[PAGE TEXT Boundary: Start]

As the novel coronavirus – known to scientists as SARS-CoV-2 – reproduces, variations appear in its genetic code. Accumulating over time, these changes are like fingerprints, leaving a telltale trail of clues about where the virus has been, and where it might be headed.
University of New Mexico scientists Darrell L. Dinwiddie, PhD, and Daryl Domman, PhD, are playing the role of genomic detectives trying to crack the case.
They are part of a newly formed national consortium of research universities and public health departments seeking to track the disease. Dubbed SARS-CoV-2 SPHERES, the program is sponsored by the National Center for Emerging and Zoonotic Infectious Diseases (a branch of the Centers for Disease Control and Prevention) as a way to pool crucial information about the virus.
Dinwiddie, an assistant professor in the UNM Department of Pediatrics, has been sequencing hundreds of coronavirus samples obtained from the New Mexico Department of Health and the Wyoming Public Health Laboratory in his molecular genomics lab over the past few weeks.
“We recently completed the first 48 genomes from New Mexico,” he says. “There’s strong indication that the majority of the first infections in the state were travel-related from around the world.”
Dinwiddie has been collaborating in the analysis with Domman, PhD, an assistant professor in the Department of Internal Medicine. “He does a lot of what we call genomic epidemiology,” Dinwiddie says, adding that Doman has experience following outbreaks of cholera around the world. “We’re using very similar methods to investigate SARS-CoV-2.”
The novel coronavirus genome is encoded in strands of a molecule called RNA. Minor changes in the sequence of nucleotides in the strand provide information about how closely related one viral sample is to another.
Scientists like Dinwiddie and Domman are hard at work building a library of these samples to create a viral family tree.
A preliminary analysis of samples collected in New Mexico suggests there were multiple introductions of the virus into the state, which is consistent with early reports of cases among people who had traveled abroad or domestically.

[PAGE TEXT Boundary: End]
[RECORDS SHOWN Boundary: Start]

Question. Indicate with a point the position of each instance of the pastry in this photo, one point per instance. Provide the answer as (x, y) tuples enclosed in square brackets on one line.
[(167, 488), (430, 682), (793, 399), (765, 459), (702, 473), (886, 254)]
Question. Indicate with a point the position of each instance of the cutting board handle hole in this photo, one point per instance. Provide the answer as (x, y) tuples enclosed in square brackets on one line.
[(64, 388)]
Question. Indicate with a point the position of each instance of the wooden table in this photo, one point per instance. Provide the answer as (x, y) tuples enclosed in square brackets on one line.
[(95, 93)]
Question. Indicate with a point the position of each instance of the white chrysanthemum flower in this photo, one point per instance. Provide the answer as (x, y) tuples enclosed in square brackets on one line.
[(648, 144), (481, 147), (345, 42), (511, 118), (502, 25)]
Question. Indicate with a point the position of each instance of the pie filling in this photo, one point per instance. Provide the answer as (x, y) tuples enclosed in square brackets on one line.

[RECORDS SHOWN Boundary: End]

USING THE INFORMATION:
1) Rewrite the part of the coronavirus article starting at "The novel coronavirus genome" and ending at "viral family tree.", swapping "library" for "collection".
2) According to the coronavirus article, how many genomes from New Mexico had Dinwiddie's team recently completed?

EXERCISE RESPONSES:
1)
The novel coronavirus genome is encoded in strands of a molecule called RNA. Minor changes in the sequence of nucleotides in the strand provide information about how closely related one viral sample is to another.
Scientists like Dinwiddie and Domman are hard at work building a collection of these samples to create a viral family tree.

2) 48